Position annotation records:

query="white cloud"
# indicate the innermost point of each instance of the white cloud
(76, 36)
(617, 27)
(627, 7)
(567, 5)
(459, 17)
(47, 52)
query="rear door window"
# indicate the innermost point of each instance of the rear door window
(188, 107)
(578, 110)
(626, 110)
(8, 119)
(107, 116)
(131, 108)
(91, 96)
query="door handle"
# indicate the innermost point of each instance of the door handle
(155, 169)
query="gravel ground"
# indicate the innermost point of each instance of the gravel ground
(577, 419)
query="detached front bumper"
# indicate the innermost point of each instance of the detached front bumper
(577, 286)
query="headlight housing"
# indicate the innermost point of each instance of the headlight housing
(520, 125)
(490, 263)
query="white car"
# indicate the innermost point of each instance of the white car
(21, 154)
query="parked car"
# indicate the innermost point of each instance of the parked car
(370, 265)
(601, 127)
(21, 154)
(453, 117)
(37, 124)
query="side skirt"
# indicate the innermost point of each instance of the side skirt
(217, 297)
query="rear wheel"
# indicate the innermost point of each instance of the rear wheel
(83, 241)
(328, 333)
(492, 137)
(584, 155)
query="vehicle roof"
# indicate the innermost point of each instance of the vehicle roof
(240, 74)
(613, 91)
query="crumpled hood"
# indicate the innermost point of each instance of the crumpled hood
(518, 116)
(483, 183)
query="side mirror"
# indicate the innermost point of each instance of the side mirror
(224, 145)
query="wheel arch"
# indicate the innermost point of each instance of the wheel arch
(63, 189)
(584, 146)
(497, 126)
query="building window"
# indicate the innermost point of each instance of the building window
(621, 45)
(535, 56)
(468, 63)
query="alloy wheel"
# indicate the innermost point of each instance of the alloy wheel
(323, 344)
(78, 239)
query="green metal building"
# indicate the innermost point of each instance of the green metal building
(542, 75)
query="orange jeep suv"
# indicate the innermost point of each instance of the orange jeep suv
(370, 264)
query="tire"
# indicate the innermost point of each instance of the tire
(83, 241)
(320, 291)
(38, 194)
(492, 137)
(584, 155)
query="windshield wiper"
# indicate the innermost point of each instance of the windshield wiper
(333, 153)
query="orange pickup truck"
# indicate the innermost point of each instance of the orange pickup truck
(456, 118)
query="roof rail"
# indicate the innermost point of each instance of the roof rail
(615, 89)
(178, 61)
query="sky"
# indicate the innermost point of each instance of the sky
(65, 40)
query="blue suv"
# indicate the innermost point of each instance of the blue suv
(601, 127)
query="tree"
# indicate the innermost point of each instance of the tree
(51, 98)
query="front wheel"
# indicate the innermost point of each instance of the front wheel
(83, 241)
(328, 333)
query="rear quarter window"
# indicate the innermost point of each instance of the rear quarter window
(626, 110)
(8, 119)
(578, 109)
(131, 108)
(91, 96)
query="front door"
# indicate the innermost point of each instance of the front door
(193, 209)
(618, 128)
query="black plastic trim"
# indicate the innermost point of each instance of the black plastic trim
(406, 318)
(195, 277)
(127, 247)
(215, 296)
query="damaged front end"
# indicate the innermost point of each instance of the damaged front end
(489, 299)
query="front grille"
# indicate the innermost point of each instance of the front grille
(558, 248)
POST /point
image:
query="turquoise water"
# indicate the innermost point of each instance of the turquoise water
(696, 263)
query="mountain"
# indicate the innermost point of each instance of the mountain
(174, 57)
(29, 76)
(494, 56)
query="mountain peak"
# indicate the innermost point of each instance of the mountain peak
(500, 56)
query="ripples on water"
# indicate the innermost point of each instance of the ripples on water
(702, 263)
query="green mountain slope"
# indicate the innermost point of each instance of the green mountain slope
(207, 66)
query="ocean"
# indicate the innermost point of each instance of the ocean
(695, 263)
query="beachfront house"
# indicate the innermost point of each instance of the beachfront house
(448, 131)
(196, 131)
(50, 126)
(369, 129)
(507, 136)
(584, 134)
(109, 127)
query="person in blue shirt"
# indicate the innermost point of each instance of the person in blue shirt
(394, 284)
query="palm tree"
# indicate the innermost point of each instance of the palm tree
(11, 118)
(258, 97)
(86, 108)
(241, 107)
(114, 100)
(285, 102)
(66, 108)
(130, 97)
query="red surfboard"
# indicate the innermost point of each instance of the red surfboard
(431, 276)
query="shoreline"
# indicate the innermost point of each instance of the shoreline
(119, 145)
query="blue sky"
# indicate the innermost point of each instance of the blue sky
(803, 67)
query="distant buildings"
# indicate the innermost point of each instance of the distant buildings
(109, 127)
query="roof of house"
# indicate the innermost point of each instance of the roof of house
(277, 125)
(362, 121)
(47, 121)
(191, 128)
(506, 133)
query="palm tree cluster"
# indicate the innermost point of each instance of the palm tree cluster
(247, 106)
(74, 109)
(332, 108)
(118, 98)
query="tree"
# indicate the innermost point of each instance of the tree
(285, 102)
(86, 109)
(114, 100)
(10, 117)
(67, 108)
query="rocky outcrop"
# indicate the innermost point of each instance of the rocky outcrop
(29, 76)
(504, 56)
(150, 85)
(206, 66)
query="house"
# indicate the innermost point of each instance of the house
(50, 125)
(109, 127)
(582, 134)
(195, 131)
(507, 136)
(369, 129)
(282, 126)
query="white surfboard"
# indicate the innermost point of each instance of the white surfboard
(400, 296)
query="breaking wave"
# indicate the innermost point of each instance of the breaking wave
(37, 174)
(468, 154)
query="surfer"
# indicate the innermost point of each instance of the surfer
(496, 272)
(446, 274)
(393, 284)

* * *

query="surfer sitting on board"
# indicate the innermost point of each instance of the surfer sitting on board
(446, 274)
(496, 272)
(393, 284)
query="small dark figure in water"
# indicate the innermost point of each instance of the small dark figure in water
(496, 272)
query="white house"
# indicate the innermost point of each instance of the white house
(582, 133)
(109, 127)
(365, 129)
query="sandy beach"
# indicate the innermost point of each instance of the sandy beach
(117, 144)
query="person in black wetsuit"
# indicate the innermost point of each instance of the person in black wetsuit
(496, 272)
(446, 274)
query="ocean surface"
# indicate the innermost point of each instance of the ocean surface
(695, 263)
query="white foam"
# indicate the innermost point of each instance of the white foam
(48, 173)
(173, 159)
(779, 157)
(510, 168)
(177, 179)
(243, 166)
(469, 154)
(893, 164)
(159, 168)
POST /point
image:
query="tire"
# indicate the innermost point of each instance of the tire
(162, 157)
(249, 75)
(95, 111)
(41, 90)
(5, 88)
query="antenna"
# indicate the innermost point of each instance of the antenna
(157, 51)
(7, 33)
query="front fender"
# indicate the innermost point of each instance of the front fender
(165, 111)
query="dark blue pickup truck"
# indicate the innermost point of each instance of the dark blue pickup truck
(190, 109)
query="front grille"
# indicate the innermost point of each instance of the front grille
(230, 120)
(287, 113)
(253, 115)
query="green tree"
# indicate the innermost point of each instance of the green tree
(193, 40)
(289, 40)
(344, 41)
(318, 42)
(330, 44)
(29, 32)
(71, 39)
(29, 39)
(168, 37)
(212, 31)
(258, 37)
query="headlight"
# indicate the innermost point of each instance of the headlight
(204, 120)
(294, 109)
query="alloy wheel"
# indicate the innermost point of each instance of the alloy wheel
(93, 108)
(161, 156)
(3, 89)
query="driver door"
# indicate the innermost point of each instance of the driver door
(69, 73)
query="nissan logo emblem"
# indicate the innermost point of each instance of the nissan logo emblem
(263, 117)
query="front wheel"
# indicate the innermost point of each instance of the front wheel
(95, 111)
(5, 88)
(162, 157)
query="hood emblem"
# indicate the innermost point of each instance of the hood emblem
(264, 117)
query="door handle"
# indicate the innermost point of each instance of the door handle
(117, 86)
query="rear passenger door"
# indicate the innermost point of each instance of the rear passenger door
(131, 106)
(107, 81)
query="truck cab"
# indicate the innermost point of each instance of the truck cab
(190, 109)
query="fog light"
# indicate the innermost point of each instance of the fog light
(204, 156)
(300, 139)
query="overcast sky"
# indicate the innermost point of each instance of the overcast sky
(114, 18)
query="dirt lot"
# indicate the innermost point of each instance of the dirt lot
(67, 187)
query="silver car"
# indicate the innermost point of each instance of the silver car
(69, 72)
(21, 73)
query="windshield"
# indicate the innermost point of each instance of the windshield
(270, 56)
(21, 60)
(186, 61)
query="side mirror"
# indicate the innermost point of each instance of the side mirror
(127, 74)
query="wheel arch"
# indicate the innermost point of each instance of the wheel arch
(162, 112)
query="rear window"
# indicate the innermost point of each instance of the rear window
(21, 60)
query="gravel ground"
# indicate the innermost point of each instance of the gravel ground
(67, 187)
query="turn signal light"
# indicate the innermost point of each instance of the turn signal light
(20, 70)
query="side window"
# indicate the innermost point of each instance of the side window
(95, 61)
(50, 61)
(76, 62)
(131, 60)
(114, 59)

__WHAT YOU HAVE TO DO__
Pull out every line of the listing above that contains the word "hood", treating uppercase and lowercase letters as different.

__EXERCISE RESPONSE__
query="crumpled hood"
# indicate the innermost point of each instance of the crumpled hood
query="hood emblem"
# indicate the innermost point of each instance of the hood emblem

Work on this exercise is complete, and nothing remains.